### WHAT YOU SHOULD DO:
Reproduce every entry below precisely. Pictures are excluded from the copy.

Point annotations for photos:
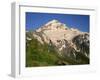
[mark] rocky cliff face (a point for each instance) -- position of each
(69, 43)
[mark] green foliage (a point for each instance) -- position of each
(38, 54)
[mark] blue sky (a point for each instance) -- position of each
(36, 20)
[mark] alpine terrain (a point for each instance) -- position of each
(56, 44)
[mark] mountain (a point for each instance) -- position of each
(69, 44)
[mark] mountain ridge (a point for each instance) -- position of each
(68, 42)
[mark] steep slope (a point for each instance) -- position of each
(70, 44)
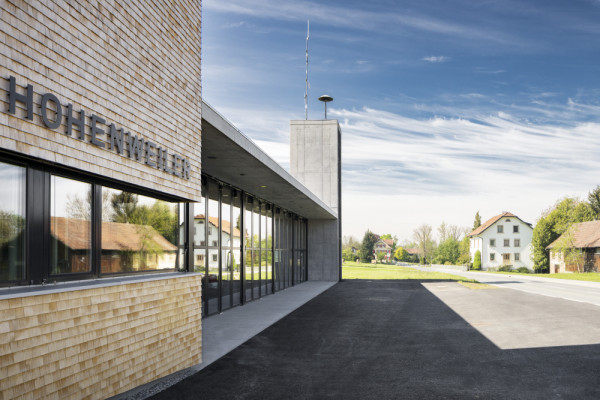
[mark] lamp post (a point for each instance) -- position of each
(325, 99)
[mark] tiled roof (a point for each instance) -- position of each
(490, 222)
(215, 222)
(585, 235)
(75, 234)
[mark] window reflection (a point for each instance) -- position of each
(12, 222)
(138, 233)
(70, 226)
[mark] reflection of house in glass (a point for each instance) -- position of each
(228, 237)
(125, 247)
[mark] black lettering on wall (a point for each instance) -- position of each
(116, 138)
(95, 131)
(26, 99)
(79, 122)
(57, 113)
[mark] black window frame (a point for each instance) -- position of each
(37, 263)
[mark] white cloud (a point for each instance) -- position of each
(436, 59)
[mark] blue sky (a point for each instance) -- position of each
(446, 107)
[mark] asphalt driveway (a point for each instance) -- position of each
(405, 340)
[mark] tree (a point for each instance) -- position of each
(422, 235)
(565, 246)
(400, 254)
(367, 246)
(553, 223)
(477, 260)
(477, 222)
(448, 251)
(594, 199)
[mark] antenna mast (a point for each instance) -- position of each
(307, 84)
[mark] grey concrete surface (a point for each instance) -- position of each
(224, 332)
(587, 292)
(516, 320)
(402, 340)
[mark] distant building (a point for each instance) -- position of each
(383, 246)
(503, 240)
(586, 237)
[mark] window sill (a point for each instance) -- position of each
(60, 287)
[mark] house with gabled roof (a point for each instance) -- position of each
(503, 240)
(383, 246)
(585, 238)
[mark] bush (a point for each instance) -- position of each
(477, 260)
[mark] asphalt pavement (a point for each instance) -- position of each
(413, 340)
(582, 291)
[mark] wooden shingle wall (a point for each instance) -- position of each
(132, 63)
(98, 342)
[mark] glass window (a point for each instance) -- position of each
(12, 222)
(70, 226)
(236, 248)
(213, 276)
(139, 233)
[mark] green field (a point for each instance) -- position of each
(576, 276)
(354, 270)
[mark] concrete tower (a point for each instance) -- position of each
(315, 160)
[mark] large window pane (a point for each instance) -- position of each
(139, 233)
(226, 251)
(248, 233)
(236, 247)
(12, 222)
(70, 226)
(212, 241)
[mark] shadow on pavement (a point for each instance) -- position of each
(388, 340)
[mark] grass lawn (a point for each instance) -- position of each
(354, 270)
(576, 276)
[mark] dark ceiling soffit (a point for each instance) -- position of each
(227, 154)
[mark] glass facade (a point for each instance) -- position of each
(12, 222)
(57, 225)
(251, 244)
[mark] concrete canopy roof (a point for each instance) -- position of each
(231, 157)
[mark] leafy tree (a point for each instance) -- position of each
(367, 246)
(553, 223)
(400, 254)
(570, 254)
(448, 251)
(594, 199)
(347, 255)
(477, 222)
(477, 260)
(422, 235)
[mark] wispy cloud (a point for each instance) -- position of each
(288, 10)
(436, 59)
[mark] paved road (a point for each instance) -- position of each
(586, 292)
(413, 340)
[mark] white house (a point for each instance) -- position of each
(384, 246)
(503, 240)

### PROBLEM SOLUTION:
[mark] rocky cliff face (a point for each instance) -- position of each
(69, 43)
[mark] green foliage (a point for each instance) -- position of each
(38, 54)
[mark] blue sky (a point for each instance) -- position of each
(36, 20)
[mark] alpine terrain (a point for each instance) -- position of each
(56, 44)
[mark] mountain (a point for each instance) -- position of each
(69, 44)
[mark] mountain ridge (a point for each instance) -- position of each
(68, 42)
[mark] steep slope (a point for each instance) -- position of each
(70, 44)
[mark] lamp post (a point for each instance) -- position of each
(325, 99)
[mark] tiled roof (a point for each instance) -- position of each
(490, 222)
(215, 222)
(585, 235)
(75, 234)
[mark] window reflection (a point for each instance) -- position of each
(12, 222)
(138, 233)
(70, 226)
[mark] reflection of house in glass (a point for each instance) -- position of each
(228, 237)
(125, 247)
[mark] black lettering on wall (a point for each instance) -- position of each
(116, 138)
(95, 131)
(26, 99)
(79, 122)
(57, 113)
[mark] black window frame (a point for each instance) -- position of each
(37, 263)
[mark] white cloud (a point for each instance) -- position of each
(436, 59)
[mark] blue sky (a point for each instance) -- position of each
(446, 107)
[mark] asphalt driveway (a point for each instance) -- position of each
(405, 340)
[mark] tree (a point for each instance) -- position of each
(422, 235)
(565, 246)
(400, 254)
(367, 246)
(553, 223)
(477, 260)
(477, 222)
(448, 251)
(594, 199)
[mark] antenna mast (a point for each instance) -- position of each
(307, 84)
[mark] grey concrete surface (a point for each instance) -- position of each
(224, 332)
(587, 292)
(516, 320)
(402, 340)
[mark] distant building (a point for each instance) -- position of each
(383, 246)
(503, 240)
(586, 237)
[mark] window sill (a point for each instance) -- position of each
(60, 287)
[mark] house with gabled roof (a point for each instance) -- position of each
(503, 240)
(383, 246)
(585, 238)
[mark] bush (a point for each instance) -- position of each
(477, 260)
[mark] asphalt pavement (a point for each instance) -- position of each
(413, 340)
(582, 291)
[mark] wooden shingle wall (a point for each instance) -- position of each
(132, 63)
(98, 342)
[mark] glass window (a point for each instance) -- position of each
(12, 222)
(70, 226)
(236, 248)
(213, 276)
(139, 233)
[mark] green field (a point for each instance) -- position of each
(576, 276)
(354, 270)
[mark] concrete tower (a point for each instance) -- position of each
(315, 160)
[mark] large window pane (a point for each instance) -- position of each
(139, 233)
(226, 251)
(248, 233)
(236, 247)
(12, 222)
(70, 226)
(212, 241)
[mark] shadow on pavement (a point for each instance) -- position of each
(388, 340)
[mark] grass lawn (a point for each instance) -- position of each
(354, 270)
(576, 276)
[mark] dark ceiling soffit (a point for each instance) -- position of each
(227, 154)
[mark] glass facade (a point for each instance) -- position of each
(12, 222)
(57, 225)
(251, 244)
[mark] concrete canopy roof (a point for each instance) -- position of each
(231, 157)
[mark] leafy tree (a point for each instance) -- position of each
(367, 246)
(553, 223)
(400, 254)
(570, 254)
(448, 251)
(594, 199)
(347, 255)
(477, 222)
(477, 260)
(422, 235)
[mark] wispy cloud (a point for each instance) -- position of each
(288, 10)
(436, 59)
[mark] paved road (a point for each instance) -- position of each
(586, 292)
(413, 340)
[mark] white house (a point for each instance) -- position of each
(384, 246)
(503, 240)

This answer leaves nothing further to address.